**Metin bölümü:**
--------------------------------

Özgür Mumcu

İntihar girişimi

04 Temmuz 2015 Cumartesi

MHP, Meclis Başkanlığı’nı AKP’ye hediye ederek rengini iyice belli etti. Meclis’te bir blok var. Bu blok AKP-MHP bloku. Zamanında Refah Partisi bayrağı altında seçim ittifakı yapmış olan bu iki siyasi gelenek, zor zamanlarda birbirlerine destek çıkmaya devam ediyor.
MHP, yolsuzluk iddiaları ya da Cumhurbaşkanı’nın anayasadaki görev alanına dönmesi konusunda söylemlerine devam edecektir. Ancak bu söylemlerin hayatta fiili bir karşılığı olması ihtimalini kendi eliyle imha etmiştir. 2002’de ani bir erken seçim kararıyla AKP’ye iktidarı teslim eden MHP, bugün de tökezleyen partiye elini uzatmaktan çekinmedi.

--------------------------------

**Verilen satırlar:**
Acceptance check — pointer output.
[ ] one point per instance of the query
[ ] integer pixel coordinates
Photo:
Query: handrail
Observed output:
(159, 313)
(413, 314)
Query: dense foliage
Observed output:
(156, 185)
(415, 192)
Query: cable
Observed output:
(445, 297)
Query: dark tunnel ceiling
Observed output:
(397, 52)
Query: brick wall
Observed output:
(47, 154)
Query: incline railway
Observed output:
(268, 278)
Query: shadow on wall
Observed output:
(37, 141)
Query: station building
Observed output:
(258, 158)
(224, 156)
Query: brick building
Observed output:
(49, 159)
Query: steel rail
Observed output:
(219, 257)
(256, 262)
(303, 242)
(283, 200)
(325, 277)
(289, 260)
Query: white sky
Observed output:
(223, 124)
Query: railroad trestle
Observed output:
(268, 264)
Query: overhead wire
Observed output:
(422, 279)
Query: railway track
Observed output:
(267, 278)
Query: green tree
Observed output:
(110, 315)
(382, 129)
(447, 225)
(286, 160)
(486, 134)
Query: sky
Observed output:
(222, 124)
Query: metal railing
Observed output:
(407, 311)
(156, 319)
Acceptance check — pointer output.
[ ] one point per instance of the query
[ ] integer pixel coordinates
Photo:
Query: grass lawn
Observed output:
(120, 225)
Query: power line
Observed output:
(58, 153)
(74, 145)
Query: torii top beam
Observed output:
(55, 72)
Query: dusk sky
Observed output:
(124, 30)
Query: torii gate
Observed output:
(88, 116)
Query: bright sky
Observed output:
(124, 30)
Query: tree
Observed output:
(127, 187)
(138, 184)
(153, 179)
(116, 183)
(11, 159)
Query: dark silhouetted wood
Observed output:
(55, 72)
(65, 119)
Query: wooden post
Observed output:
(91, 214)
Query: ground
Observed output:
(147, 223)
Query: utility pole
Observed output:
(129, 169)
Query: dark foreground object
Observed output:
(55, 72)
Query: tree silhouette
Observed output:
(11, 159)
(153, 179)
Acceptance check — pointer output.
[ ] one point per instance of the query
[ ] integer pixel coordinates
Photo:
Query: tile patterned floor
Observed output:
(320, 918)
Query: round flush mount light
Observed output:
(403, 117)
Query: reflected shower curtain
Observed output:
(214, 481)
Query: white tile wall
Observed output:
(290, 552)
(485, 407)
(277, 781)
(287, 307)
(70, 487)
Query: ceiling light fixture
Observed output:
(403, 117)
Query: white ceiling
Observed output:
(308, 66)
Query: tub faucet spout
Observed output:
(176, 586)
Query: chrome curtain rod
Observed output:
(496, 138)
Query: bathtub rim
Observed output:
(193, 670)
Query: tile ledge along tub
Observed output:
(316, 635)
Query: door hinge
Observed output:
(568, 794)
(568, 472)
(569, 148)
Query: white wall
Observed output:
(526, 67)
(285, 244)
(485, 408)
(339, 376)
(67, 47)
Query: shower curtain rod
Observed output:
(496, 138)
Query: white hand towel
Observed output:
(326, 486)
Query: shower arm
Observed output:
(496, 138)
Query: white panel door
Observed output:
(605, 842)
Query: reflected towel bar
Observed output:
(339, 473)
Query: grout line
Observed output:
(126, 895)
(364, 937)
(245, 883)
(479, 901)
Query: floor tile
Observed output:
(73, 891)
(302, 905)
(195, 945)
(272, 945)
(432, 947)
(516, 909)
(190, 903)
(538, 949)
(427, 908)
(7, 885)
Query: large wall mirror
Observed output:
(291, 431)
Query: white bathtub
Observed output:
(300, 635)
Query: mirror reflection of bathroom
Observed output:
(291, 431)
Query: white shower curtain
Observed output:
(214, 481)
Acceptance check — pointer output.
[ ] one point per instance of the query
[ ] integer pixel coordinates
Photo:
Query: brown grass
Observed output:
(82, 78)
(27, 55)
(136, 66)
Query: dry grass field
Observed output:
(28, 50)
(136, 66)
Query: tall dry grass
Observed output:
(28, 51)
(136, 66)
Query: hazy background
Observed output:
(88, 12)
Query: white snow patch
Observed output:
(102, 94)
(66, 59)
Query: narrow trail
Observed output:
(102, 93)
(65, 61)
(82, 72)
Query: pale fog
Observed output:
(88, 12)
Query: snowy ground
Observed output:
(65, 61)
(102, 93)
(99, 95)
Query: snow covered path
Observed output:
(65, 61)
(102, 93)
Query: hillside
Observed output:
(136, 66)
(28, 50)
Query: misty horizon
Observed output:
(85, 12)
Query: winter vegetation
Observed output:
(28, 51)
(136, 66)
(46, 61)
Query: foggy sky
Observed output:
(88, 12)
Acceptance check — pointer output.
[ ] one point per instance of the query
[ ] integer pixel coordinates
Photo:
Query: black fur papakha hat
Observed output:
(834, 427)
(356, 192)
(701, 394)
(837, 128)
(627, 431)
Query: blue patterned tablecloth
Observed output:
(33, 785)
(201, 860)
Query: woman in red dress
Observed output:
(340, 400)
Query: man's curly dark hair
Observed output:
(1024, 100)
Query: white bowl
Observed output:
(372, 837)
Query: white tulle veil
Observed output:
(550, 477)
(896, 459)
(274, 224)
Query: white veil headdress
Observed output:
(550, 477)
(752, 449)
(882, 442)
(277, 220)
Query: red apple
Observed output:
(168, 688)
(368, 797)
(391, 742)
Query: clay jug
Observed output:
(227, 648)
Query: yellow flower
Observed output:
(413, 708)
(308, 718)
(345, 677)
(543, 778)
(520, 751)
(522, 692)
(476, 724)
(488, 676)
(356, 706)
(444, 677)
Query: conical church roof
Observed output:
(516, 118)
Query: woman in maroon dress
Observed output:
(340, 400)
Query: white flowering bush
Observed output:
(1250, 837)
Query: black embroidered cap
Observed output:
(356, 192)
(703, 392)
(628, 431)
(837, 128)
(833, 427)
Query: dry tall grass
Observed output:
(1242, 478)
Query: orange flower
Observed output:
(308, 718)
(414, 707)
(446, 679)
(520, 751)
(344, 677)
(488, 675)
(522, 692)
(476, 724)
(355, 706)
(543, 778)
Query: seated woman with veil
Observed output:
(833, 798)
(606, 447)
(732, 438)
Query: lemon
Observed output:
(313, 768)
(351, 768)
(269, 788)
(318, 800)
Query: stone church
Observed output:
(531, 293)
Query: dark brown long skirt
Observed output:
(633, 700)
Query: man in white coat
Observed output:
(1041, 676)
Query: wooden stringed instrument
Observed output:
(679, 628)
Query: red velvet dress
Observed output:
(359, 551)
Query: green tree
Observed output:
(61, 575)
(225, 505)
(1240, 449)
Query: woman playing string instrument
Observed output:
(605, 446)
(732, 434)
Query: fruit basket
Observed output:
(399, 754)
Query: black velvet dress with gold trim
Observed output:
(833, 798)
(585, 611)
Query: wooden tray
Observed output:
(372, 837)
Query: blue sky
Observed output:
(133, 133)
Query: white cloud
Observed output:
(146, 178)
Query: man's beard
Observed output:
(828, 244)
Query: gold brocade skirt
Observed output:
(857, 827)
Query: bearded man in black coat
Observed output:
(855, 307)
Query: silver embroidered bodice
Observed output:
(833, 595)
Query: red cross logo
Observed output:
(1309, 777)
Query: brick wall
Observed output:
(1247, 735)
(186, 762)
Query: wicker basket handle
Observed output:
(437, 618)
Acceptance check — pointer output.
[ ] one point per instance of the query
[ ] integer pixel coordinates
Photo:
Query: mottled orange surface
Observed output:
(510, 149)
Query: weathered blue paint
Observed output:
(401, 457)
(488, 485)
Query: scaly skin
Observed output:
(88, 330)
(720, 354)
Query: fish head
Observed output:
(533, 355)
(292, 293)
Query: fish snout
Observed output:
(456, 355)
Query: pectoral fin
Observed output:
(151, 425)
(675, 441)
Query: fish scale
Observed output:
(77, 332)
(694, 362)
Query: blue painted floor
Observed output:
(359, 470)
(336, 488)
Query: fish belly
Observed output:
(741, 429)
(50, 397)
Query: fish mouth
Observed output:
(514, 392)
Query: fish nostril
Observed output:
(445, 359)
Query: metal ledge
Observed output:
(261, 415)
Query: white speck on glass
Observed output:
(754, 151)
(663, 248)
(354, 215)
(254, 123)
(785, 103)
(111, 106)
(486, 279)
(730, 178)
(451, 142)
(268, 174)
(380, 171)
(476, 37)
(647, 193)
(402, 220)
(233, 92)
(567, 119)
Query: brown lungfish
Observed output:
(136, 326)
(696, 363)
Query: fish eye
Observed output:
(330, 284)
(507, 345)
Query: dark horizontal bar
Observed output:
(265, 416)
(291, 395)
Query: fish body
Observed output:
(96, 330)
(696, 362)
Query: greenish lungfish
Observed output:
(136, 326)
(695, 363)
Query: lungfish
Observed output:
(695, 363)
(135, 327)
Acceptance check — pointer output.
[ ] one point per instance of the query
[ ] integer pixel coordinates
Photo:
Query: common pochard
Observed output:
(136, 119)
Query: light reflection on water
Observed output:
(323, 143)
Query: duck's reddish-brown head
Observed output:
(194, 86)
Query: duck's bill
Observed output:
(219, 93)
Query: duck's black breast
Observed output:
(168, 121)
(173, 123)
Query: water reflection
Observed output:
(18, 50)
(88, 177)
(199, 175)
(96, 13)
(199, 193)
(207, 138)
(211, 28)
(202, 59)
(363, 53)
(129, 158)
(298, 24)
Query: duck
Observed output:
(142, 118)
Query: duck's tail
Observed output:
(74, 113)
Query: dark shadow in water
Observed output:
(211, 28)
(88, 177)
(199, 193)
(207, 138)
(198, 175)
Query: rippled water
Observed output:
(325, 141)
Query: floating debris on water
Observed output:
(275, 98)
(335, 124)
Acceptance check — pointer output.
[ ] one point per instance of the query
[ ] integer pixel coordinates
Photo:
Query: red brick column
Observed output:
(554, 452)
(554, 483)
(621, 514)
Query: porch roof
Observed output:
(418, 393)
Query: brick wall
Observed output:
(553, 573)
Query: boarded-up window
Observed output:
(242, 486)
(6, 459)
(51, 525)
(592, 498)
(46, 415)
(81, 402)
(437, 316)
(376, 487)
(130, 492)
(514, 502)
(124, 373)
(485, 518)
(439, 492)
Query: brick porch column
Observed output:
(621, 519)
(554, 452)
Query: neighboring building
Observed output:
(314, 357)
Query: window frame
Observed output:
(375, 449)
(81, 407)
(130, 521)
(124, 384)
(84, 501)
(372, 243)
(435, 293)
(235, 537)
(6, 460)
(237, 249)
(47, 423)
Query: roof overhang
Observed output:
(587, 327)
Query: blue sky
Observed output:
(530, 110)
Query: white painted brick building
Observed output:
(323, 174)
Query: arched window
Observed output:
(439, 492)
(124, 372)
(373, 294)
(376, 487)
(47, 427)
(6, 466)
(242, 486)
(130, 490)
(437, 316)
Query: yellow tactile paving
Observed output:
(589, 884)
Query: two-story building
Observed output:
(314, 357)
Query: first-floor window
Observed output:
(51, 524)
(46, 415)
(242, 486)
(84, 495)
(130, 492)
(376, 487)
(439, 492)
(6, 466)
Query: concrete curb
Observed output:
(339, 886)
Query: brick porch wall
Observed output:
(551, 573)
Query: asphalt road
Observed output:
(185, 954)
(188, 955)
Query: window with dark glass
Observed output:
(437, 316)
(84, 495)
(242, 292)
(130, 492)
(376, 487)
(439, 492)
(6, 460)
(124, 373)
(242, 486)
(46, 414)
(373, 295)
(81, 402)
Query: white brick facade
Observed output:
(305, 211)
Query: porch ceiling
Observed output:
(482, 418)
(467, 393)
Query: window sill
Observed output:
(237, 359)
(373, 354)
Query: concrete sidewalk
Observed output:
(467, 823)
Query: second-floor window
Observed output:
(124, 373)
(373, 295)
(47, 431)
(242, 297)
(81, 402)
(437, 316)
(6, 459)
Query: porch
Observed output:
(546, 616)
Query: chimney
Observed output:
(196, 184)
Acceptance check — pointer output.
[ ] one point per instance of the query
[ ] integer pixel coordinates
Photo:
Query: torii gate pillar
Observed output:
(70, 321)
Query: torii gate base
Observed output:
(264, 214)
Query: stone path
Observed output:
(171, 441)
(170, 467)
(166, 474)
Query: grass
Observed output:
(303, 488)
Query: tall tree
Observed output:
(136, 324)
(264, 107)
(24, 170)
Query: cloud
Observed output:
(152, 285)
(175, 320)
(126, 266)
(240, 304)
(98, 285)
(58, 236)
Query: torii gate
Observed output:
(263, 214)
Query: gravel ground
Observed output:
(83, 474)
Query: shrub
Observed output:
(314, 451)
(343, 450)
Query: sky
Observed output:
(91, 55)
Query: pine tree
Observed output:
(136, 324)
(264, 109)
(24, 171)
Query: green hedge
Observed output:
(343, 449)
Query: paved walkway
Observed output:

--------------------------------

**İstenen görev:** MHP ile AKP arasındaki bloku ele alan metin bölümünün devamını, son cümleden sonrasından başlayarak yazın. Satırlar başka bir kaynaktan alınmıştır.

**Görevin sonucu:**
Son olarak Erdoğan’ın çılgın Suriye savaşı planına da tam destek vererek Erdoğan’dan iyi bir aferini hak etti. Böyle giderse kurulması muhtemel tek parti devletinin saraydan icazetli göstermelik muhalefet partisi de belli oldu. Erdoğan’ın Suriye savaşı projesi PYD’nin Tel Abyad’ı IŞİD’den alması ve Cumhurbaşkanı’nın “Suriye’nin kuzeyinde, güneyimizde bir devlet kurulmasına asla müsaade etmeyeceğiz. Bedeli ne olursa olsun bu konudaki mücadelemizi sürdüreceğiz” açıklamasıyla gündeme oturdu.
PYD’yi hedef alırken dün Halep’e saldıran El Kaide bağlantılı El Nusra önderliğindeki cihatçılara yarayacak bu savaş projesinin ardında Erdoğan’ın partisi ve MHP var.
Güneyimizde bir devlet kurulmasına karşı çıkacaklarını söyleyenler herhalde güneyimizde bir devletin halihazırda kurulmakta olduğunun farkında değil. O devlet kuruluyor, adı da IŞİD. Yani Irak Şam İslam Devleti.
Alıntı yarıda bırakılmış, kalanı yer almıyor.